Doel - Geef elke regel uit de onderstaande items terug waarin het woord "tower" voorkomt. Hoofdletters en kleine letters tellen mee.

___ Beschikbare gegevens

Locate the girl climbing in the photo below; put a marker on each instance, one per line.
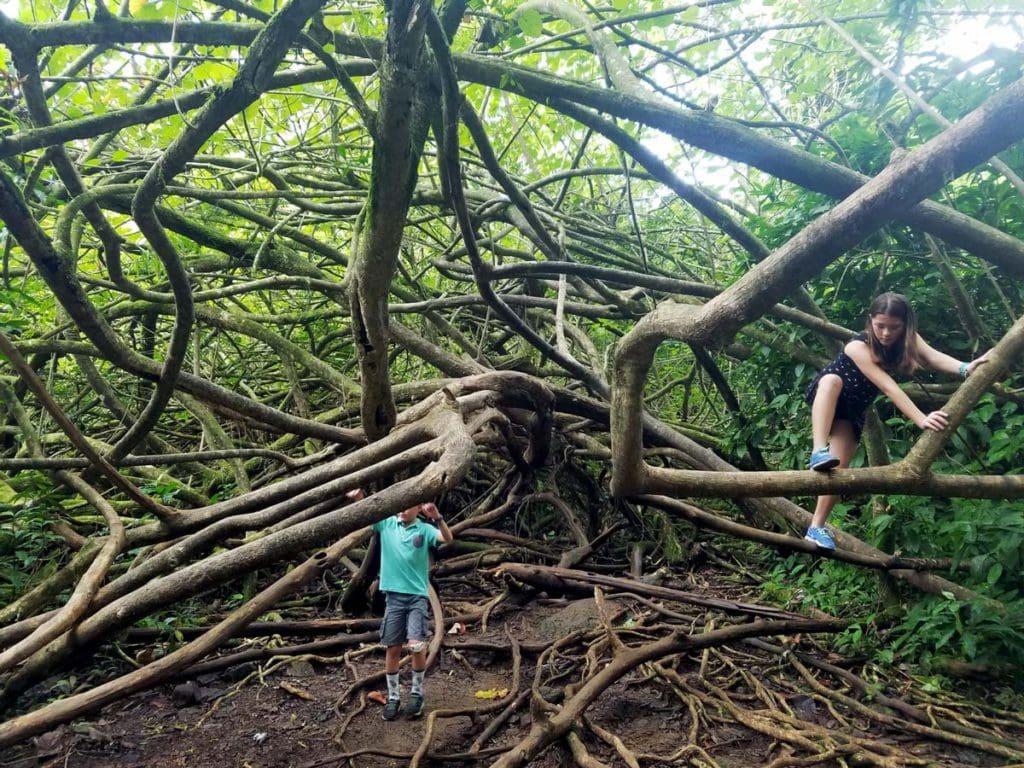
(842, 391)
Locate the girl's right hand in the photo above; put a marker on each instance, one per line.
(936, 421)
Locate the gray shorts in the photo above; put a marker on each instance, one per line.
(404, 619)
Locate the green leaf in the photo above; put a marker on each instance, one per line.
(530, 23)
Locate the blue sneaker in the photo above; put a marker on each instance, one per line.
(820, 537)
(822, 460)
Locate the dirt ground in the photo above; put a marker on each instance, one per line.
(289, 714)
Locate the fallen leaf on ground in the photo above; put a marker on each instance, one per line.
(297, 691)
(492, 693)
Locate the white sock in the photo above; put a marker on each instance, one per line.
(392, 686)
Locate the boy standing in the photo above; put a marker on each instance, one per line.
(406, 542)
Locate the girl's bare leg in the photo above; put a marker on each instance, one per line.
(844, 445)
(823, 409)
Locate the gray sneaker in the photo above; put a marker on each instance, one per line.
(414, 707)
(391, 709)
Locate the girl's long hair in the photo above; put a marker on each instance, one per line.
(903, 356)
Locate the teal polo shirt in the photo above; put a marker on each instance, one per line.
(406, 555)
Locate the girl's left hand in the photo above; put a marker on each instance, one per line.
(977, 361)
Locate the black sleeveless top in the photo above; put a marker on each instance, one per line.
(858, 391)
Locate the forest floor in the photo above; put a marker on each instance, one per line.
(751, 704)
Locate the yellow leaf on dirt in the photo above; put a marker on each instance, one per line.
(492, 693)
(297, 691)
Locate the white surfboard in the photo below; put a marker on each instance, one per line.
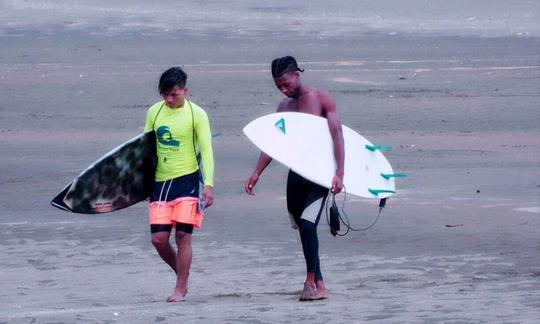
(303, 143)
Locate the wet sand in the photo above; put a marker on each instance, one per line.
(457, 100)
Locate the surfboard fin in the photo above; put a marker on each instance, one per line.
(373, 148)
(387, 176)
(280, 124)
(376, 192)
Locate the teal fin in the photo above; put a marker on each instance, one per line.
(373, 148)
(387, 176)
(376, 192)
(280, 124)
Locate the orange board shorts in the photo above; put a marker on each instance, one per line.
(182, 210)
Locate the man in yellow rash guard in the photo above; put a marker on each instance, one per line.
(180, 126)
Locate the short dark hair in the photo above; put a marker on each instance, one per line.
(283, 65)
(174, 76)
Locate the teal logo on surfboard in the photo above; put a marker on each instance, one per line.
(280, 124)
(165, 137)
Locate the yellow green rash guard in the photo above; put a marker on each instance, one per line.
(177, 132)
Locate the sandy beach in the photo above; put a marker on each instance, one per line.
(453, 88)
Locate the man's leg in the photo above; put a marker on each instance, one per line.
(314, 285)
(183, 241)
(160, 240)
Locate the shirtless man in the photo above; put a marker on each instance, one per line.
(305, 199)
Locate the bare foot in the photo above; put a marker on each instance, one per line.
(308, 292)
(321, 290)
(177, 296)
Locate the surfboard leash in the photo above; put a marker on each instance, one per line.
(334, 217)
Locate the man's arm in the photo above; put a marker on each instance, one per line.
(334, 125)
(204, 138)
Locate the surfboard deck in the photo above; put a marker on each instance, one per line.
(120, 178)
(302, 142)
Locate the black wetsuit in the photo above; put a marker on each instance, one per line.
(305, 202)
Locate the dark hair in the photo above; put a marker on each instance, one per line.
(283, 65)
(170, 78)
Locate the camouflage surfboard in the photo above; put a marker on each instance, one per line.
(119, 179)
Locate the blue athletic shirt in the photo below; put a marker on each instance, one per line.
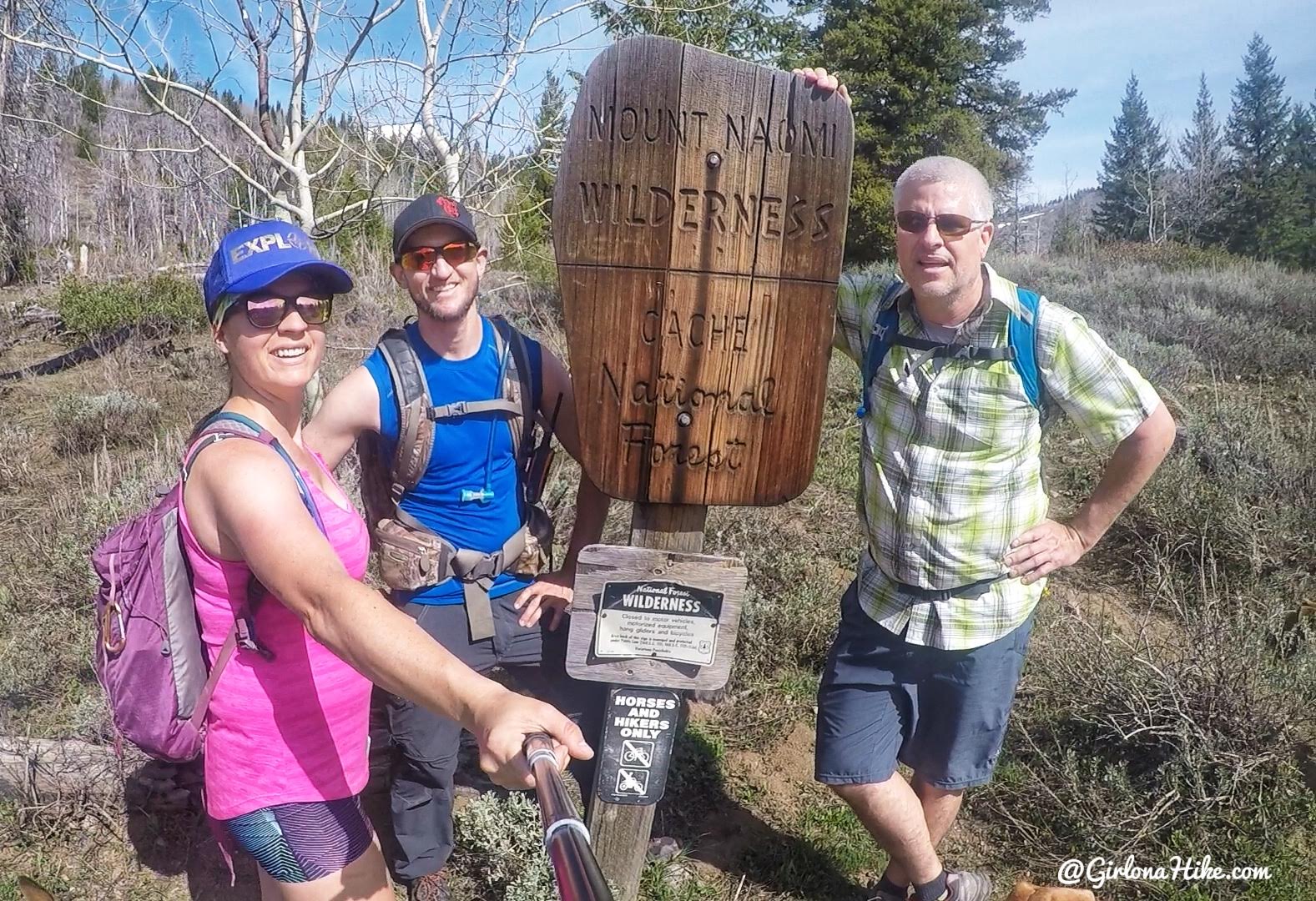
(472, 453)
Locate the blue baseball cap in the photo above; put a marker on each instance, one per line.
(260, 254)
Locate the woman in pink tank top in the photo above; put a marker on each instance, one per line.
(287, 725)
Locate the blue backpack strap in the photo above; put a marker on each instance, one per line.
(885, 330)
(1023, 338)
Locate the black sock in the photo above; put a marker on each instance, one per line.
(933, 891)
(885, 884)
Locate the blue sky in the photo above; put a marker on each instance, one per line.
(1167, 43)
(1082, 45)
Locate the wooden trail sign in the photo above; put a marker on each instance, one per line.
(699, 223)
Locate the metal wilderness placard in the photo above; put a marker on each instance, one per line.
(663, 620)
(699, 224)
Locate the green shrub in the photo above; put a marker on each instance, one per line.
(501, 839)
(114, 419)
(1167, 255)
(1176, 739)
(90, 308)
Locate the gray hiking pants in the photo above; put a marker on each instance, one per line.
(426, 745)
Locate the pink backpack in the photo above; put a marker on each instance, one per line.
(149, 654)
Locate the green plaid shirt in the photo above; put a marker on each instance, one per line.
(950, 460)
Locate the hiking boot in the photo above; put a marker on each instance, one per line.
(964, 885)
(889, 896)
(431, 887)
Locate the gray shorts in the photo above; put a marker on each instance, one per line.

______
___ Beschikbare gegevens

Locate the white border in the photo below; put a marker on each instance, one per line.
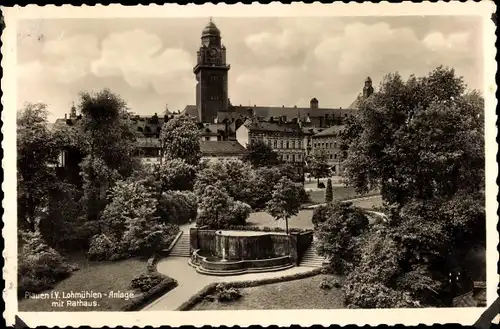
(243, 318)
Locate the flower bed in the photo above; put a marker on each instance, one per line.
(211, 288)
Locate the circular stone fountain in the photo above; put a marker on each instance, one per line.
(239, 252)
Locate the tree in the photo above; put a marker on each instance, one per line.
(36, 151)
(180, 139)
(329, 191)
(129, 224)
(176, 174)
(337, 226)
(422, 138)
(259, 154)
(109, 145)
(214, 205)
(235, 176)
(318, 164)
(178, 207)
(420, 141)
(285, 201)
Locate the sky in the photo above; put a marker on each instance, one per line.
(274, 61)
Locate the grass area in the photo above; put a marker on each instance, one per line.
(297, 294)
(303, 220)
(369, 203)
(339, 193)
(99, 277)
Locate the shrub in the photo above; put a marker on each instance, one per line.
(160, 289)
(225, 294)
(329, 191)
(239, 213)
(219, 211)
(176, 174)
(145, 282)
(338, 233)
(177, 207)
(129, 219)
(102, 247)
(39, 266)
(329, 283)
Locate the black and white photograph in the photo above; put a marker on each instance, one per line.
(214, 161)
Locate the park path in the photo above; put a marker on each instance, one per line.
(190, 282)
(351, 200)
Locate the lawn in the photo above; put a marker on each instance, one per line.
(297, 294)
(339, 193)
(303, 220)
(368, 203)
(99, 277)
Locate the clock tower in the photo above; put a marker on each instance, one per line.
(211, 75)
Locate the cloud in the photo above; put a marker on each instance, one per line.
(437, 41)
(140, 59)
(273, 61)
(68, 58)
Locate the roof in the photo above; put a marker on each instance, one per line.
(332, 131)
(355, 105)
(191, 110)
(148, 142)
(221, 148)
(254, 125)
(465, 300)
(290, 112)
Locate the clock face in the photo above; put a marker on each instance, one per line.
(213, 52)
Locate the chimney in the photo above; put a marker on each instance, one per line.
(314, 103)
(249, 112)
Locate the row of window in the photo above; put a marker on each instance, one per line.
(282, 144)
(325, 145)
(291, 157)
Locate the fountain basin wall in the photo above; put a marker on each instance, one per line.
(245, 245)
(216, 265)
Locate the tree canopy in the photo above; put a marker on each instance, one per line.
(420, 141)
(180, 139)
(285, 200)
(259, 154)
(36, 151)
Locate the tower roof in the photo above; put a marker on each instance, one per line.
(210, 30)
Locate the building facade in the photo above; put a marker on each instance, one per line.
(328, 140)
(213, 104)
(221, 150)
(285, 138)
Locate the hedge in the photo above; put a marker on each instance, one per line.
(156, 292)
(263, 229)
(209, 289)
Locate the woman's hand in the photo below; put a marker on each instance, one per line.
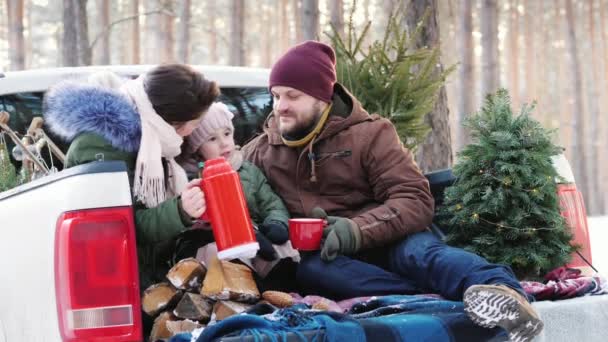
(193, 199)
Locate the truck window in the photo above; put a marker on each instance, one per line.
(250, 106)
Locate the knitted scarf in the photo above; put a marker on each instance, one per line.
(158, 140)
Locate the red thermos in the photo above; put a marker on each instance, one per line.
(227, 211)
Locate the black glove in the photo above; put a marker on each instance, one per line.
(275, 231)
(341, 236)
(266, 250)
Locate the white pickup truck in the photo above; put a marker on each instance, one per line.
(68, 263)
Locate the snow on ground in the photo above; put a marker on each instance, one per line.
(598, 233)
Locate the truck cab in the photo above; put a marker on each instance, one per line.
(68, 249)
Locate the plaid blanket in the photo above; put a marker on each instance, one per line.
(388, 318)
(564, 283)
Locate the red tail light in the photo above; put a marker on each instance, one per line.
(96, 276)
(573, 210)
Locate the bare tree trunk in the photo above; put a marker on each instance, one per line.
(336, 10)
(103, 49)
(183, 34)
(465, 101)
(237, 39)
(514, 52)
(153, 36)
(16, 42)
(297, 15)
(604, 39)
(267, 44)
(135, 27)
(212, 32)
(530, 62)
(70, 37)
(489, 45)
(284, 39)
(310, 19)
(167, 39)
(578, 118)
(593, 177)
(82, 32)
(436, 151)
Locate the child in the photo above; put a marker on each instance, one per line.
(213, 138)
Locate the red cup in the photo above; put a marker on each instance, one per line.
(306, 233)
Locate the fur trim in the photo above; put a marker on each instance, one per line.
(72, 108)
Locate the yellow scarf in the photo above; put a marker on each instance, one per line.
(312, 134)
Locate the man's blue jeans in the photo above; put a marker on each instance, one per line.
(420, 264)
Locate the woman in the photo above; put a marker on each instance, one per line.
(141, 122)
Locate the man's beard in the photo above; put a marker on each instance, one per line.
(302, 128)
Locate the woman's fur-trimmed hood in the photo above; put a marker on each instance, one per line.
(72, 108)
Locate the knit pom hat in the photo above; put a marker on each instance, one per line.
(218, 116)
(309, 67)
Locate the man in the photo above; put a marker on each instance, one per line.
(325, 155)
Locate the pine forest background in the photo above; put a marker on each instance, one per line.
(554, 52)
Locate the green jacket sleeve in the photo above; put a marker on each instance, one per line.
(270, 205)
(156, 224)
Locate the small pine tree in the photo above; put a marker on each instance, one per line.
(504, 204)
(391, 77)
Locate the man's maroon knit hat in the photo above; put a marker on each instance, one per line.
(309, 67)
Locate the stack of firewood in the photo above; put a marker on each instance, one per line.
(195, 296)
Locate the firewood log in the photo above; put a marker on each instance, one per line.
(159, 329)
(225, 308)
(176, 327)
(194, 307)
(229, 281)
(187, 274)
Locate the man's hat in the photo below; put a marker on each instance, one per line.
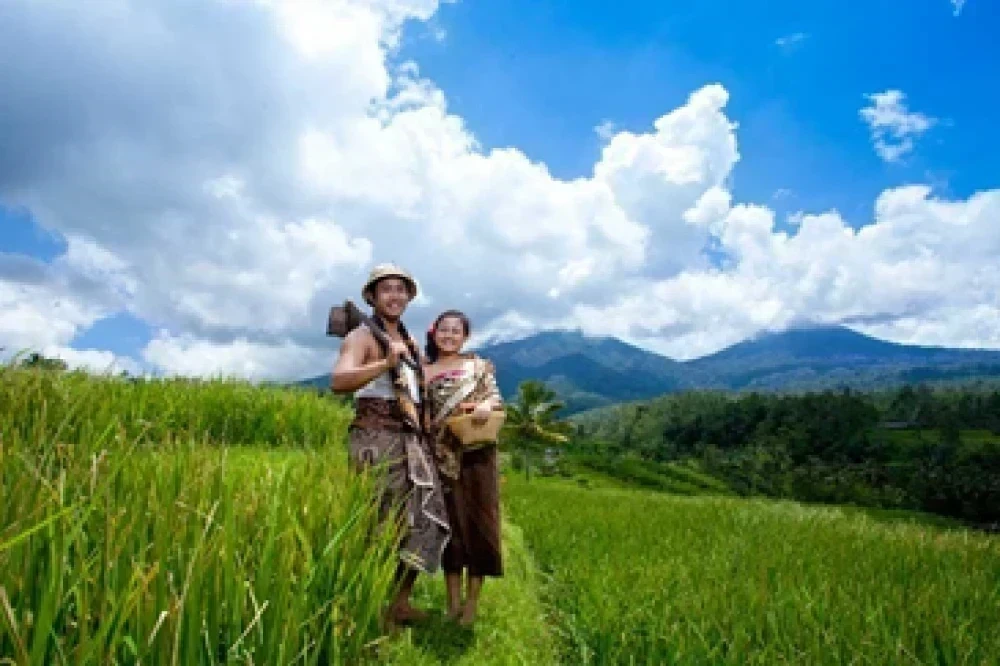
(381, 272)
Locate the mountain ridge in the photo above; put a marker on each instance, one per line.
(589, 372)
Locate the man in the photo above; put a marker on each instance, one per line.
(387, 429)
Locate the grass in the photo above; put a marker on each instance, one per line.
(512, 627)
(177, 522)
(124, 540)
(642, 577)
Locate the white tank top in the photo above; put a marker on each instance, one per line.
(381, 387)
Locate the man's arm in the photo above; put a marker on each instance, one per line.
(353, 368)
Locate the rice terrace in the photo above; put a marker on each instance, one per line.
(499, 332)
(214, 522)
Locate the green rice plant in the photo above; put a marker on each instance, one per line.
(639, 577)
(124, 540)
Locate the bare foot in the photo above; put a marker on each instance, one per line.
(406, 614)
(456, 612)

______

Antwoord -
Locate the clock tower in the photo above; put a marker on each instance, one per line.
Locate the tower roof in the photo above; put a marker on each instance, one per line.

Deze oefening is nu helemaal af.